Saved data entries:
==============================

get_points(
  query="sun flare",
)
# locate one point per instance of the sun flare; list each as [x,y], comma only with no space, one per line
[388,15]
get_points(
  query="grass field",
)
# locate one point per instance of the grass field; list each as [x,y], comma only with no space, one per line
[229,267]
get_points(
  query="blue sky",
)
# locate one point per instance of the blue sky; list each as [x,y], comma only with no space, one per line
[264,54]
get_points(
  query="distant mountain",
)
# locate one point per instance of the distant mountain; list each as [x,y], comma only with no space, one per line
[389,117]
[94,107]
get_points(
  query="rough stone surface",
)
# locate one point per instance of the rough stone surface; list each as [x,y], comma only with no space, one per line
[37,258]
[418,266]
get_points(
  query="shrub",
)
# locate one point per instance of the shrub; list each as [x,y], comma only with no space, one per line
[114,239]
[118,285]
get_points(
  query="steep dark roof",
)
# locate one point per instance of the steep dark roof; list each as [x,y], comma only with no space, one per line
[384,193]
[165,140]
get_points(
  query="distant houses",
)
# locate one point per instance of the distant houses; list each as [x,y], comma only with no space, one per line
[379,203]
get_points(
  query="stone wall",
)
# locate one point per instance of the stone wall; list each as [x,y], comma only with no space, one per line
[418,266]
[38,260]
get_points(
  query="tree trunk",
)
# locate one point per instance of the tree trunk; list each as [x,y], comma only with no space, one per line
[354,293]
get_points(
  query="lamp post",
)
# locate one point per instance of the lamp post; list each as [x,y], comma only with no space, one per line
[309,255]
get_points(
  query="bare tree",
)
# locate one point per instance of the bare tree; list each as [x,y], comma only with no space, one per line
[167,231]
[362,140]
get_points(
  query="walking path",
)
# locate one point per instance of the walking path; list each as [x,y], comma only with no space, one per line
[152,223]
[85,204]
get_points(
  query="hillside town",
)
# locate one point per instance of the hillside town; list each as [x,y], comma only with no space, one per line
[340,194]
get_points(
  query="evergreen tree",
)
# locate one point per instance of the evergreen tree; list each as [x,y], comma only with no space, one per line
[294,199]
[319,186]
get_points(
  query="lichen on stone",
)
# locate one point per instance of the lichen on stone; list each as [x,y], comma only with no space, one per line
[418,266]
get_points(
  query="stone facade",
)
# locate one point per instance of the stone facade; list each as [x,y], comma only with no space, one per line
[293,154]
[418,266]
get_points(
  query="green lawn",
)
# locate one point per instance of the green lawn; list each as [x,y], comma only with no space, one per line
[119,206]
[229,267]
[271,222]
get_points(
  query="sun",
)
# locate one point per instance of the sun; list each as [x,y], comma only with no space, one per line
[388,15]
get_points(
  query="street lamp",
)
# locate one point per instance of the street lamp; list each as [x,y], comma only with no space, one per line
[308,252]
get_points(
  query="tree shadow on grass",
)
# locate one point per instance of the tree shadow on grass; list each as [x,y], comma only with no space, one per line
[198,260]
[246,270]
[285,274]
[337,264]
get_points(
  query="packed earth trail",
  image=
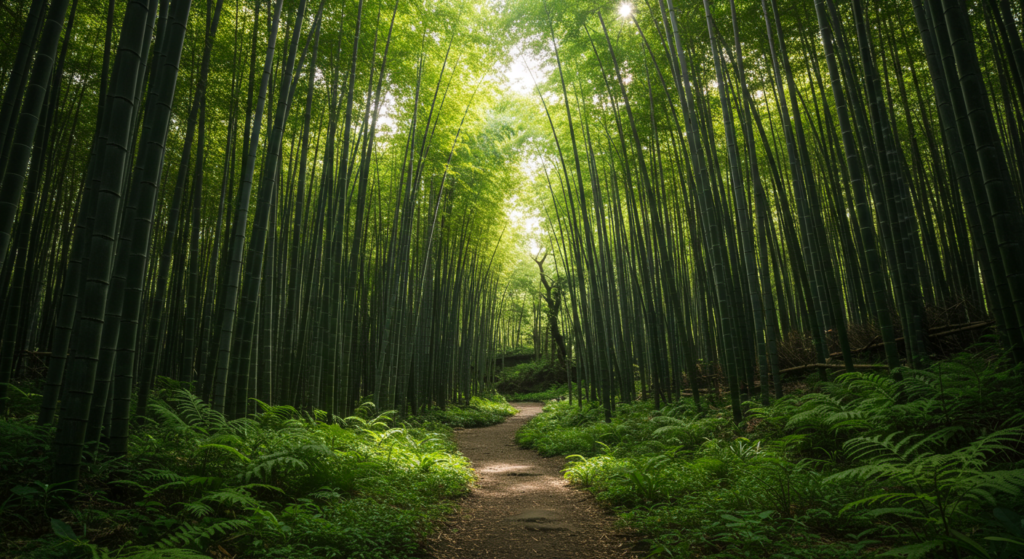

==============================

Only the lines from the one that contains "# locate one point per instance of the green" through the last line of the records may appear in the answer, retyped exactly and with no pictures.

# locate one point per instance of the green lawn; list each as [x,y], comma only with no space, one per line
[119,206]
[229,267]
[271,222]
get_points(
  query="sun",
)
# locate one point per instance of the sun; list each as [x,y], comma only with no space, one per line
[388,15]
get_points(
  query="street lamp",
)
# locate one point per instance of the street lamp; list each as [x,y], comma only with no space, one per line
[308,252]
get_points(
  query="tree shadow on grass",
)
# locate one point per instance of the tree shadow on grass; list each as [x,y], comma only with no space, one per line
[198,260]
[246,270]
[285,274]
[337,264]
get_points(
  query="packed earth trail",
  image=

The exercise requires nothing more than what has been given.